# Start of Input for this task

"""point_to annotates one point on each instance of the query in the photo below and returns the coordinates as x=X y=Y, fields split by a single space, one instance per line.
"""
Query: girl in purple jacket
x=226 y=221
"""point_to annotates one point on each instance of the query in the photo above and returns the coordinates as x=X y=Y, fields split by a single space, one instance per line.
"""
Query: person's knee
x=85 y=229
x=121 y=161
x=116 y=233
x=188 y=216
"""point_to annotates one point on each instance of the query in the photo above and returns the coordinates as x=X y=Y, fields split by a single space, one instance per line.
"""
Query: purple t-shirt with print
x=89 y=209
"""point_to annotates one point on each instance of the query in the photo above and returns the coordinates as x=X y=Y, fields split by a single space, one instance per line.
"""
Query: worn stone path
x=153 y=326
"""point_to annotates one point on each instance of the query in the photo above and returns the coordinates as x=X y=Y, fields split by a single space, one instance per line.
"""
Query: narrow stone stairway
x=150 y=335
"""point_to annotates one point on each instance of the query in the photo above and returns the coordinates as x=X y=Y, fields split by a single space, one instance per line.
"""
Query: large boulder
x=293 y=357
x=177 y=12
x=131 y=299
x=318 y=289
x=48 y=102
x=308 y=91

# End of Input for this task

_Task to carry out_
Quote the listing above verbatim, from its opening line up to and including the line containing "x=188 y=216".

_Exercise answer_
"""point_to annotates one point on each instance of the query in the photo below and returns the coordinates as x=X y=Y, fields split by a single space, one instance per line.
"""
Query: girl in purple jacket
x=226 y=221
"""point_to annotates one point on each instance of the query in the photo above and returns the coordinates as x=X y=Y, fields split by a single space, one instance per line.
"""
Query: person's knee
x=85 y=229
x=121 y=161
x=116 y=233
x=188 y=216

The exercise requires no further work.